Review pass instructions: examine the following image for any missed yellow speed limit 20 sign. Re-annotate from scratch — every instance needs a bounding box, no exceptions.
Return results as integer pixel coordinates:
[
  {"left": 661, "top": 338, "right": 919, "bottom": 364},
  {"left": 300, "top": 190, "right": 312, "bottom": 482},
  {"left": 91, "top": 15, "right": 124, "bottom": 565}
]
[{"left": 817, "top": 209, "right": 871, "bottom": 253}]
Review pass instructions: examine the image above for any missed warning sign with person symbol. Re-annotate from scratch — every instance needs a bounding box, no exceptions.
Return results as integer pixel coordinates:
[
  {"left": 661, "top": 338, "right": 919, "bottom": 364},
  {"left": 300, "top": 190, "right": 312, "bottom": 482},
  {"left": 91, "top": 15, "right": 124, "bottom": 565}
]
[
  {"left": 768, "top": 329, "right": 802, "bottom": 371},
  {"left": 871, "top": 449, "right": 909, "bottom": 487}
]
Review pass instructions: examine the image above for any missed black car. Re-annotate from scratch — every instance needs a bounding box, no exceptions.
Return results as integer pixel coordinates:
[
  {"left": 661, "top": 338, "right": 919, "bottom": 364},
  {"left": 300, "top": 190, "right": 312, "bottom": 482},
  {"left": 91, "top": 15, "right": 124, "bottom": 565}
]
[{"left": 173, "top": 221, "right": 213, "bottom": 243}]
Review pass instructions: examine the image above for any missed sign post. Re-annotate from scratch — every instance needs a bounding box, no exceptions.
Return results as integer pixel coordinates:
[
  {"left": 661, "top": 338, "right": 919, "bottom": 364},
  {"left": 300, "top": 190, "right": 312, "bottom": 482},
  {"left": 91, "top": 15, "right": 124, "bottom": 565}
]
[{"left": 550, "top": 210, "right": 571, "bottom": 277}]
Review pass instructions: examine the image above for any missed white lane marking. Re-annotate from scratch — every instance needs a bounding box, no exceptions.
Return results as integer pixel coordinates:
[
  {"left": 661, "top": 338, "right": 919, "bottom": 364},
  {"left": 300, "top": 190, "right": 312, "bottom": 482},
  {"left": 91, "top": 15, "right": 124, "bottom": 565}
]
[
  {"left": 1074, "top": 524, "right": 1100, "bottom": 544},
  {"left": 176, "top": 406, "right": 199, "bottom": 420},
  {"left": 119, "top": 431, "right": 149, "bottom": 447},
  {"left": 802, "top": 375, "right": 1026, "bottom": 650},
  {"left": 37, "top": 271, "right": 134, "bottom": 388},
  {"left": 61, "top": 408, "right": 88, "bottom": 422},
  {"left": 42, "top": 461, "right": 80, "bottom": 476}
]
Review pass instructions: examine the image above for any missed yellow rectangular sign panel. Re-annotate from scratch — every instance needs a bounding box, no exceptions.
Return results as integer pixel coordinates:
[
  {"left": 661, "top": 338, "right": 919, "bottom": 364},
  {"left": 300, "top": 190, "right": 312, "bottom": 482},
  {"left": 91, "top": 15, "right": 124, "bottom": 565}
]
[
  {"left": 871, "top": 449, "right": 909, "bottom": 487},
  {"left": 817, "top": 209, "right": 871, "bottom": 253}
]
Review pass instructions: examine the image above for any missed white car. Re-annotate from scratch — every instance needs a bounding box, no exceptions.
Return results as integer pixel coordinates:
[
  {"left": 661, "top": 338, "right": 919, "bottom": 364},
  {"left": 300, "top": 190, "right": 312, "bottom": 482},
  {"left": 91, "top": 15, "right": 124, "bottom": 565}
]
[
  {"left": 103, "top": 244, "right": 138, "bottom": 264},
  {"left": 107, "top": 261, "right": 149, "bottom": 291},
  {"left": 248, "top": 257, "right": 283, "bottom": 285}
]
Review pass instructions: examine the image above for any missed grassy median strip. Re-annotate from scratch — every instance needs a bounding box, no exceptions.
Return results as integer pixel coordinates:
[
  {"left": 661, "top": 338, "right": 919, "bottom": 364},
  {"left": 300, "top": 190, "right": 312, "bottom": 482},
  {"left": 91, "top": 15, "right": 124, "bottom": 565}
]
________________________
How many lines in the records above contain the word "yellow"? Reply with the number alone.

2